#### TEXT EXCERPT

Palmer

05/02/21

Apple TV

Justin Timberlake plays the eponymous Palmer in this gentle, life-affirming film. At its heart, Palmer is an odd-couple movie, charting the unlikely alliance between a fists-first felon and a princess-obsessed little boy.

Palmer has just been released from prison after serving a twelve-year sentence for attempted murder. He moves back in with his grandmother, Vivian (June Squibb), and reunites with his old schoolmates. He has a lot to deal with, of course: learning to accept the past, and trying to forge a future for himself.

But there’s trouble literally in his yard, where the drug-addicted Shelly (Juno Temple) rents a trailer from Vivian. Shelly is sweet but chaotic; her on-off boyfriend, Jerry (Dean Winters), is the shouty, violent sort. And, in the midst of all this turbulence is seven-year-old Sam (Ryder Allen), a boy with a penchant for fairy wings and high-heeled boots, who likes nothing more than styling Vivian’s hair and holding dolls’ tea-parties with his best friend, Emily (Molly Sue Harrison).

When Shelly takes off and (spoiler alert) Vivian dies, Palmer finds himself tasked with looking after Sam. Initially reluctant, he tries to refuse, but this is a small town, and his old pal Coles (Jesse Boyd) – now the local cop – tells him Shelly does this all the time and she’ll soon be back, and begs him not to abandon Sam to ‘the system.’ Of course, Palmer knows only too well what state institutions can do to the soul, so he shoulders the burden and takes the boy on.

########
#### SUPPLIED INFORMATION

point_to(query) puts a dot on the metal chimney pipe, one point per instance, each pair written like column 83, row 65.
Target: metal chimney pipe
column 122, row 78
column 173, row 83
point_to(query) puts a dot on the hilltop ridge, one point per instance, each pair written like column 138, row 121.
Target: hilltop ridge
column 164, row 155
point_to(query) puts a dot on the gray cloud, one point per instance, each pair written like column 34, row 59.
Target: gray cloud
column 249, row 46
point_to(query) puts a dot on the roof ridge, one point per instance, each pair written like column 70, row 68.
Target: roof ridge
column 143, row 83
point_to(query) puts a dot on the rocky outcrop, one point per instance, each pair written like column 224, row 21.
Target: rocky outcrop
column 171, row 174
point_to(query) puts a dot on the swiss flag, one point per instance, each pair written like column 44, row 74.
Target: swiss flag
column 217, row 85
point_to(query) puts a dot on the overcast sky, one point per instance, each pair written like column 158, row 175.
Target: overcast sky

########

◆ WHAT TO DO
In the review of the film Palmer, how long was Palmer's prison sentence, and for what crime?

◆ OUTPUT OF THE EXERCISE
Twelve years, for attempted murder.